# [Description of the task]
Reproduce nothing but the closing run of lines: the line with "Objective — for every instance of the building" and each line that follows it to the end of the data.

(Entries from a pointing dataset)
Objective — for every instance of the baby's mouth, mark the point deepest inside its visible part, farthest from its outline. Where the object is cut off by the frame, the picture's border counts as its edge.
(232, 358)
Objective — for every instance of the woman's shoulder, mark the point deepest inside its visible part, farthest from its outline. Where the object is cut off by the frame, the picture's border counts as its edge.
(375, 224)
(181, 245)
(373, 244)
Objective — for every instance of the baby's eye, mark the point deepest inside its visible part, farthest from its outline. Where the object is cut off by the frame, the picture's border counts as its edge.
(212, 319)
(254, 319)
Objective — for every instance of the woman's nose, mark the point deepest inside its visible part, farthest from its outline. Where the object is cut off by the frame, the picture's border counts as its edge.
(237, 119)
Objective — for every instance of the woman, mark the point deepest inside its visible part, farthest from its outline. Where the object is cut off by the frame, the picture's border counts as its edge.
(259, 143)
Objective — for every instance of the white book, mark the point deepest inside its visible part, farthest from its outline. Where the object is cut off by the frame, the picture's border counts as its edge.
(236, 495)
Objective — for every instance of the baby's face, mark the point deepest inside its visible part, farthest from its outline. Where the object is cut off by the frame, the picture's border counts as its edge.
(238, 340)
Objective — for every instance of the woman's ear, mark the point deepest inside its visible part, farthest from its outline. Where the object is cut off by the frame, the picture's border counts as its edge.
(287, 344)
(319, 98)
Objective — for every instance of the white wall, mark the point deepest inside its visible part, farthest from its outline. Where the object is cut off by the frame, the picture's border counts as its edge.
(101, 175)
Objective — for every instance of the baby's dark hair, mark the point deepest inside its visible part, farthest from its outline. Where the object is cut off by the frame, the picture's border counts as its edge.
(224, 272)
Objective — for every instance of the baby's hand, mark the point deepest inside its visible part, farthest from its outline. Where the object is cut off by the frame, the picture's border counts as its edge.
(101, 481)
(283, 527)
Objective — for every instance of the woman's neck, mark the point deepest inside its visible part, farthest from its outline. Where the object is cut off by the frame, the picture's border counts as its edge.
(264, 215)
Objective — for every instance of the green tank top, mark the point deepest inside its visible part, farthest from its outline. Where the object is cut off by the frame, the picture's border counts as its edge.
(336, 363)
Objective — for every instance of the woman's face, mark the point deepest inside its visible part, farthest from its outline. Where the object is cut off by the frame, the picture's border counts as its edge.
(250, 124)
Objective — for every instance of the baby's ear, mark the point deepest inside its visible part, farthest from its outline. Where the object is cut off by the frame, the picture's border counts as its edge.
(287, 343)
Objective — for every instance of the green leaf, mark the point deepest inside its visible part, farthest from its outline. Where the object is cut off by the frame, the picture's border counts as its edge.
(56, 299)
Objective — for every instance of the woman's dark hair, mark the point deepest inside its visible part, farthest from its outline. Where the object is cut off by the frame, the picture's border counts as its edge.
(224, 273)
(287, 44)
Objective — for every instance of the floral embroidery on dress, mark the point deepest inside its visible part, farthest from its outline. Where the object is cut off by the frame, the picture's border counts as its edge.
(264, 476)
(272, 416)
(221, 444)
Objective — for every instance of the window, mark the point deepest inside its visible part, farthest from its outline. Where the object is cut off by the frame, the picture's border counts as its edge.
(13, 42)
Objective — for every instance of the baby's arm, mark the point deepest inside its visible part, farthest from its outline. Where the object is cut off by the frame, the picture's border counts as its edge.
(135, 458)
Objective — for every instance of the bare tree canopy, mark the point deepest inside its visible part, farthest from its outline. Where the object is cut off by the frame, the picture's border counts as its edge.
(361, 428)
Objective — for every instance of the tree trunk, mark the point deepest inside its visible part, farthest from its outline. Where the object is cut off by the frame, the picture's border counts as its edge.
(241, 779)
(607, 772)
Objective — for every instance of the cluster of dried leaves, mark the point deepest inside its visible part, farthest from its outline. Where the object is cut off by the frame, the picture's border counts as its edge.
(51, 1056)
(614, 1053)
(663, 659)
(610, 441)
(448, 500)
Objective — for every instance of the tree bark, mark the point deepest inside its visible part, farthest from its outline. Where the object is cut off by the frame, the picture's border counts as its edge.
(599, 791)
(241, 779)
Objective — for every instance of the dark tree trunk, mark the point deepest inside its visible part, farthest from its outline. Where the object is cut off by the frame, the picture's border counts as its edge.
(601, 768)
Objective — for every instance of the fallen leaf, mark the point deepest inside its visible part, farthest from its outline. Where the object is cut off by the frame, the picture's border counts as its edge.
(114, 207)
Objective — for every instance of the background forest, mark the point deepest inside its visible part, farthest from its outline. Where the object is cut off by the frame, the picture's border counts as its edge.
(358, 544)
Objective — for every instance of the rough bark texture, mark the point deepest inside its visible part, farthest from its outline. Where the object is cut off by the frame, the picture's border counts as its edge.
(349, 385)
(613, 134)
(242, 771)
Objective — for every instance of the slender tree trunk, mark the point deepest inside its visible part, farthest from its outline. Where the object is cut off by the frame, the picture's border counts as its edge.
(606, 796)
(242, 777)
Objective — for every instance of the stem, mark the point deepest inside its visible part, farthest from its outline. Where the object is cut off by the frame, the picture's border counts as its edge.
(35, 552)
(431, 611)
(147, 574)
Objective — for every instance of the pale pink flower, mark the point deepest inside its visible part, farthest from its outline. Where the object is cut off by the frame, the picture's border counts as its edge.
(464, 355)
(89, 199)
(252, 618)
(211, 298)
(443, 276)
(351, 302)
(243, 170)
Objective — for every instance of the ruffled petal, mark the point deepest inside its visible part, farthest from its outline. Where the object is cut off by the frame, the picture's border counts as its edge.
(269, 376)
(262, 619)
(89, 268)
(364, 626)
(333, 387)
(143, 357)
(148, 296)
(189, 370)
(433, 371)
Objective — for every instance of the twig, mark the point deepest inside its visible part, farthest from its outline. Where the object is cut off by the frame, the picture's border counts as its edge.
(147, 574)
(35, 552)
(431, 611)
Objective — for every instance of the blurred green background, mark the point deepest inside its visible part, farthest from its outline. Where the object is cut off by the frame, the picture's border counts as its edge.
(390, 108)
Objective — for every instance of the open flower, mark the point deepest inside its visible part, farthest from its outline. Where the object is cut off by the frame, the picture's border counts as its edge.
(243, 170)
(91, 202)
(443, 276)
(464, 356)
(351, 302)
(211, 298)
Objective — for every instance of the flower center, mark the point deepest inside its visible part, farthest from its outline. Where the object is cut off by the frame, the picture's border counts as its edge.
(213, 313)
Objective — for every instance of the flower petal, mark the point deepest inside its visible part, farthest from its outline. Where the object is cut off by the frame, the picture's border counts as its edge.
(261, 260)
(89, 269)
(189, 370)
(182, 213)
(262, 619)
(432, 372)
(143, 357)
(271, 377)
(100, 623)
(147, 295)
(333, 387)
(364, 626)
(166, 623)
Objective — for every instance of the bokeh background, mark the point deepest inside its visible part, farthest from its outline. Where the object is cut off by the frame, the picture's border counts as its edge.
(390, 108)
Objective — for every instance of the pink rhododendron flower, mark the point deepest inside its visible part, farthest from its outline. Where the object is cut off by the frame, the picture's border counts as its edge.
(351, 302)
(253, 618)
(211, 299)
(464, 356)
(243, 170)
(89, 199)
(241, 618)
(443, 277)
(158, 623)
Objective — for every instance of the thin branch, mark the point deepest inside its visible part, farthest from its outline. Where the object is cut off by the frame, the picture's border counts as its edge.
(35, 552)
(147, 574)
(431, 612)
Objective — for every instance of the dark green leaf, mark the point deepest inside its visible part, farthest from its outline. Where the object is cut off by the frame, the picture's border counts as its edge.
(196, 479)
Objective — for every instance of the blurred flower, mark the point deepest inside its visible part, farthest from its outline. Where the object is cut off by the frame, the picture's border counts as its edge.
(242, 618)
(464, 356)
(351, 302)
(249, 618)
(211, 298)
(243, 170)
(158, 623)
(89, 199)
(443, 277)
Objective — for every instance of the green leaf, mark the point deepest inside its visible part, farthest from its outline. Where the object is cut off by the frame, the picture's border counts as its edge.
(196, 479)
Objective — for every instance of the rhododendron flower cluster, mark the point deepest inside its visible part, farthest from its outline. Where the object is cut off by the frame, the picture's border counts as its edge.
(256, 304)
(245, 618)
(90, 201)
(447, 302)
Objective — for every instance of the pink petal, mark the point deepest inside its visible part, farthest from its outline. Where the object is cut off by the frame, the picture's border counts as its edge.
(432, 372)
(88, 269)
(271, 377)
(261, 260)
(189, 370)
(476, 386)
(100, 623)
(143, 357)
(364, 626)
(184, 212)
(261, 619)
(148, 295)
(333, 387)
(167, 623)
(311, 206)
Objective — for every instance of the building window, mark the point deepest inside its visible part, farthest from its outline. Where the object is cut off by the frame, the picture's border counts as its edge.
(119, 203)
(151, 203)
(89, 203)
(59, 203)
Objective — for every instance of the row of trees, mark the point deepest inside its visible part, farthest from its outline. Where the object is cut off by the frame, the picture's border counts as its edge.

# [Result of this exercise]
Objective — for every instance of the building window, mark the point deepest inside its visible part, farthest from its outline. Where the object is cut off by the frame, the picture's border counts as its edge.
(119, 203)
(151, 203)
(89, 203)
(59, 203)
Objective — for every instance of the row of trees, mark the point deepest inside its visible part, farthest from its outline. Where the object is cut off by the frame, the picture's border counts as its edge.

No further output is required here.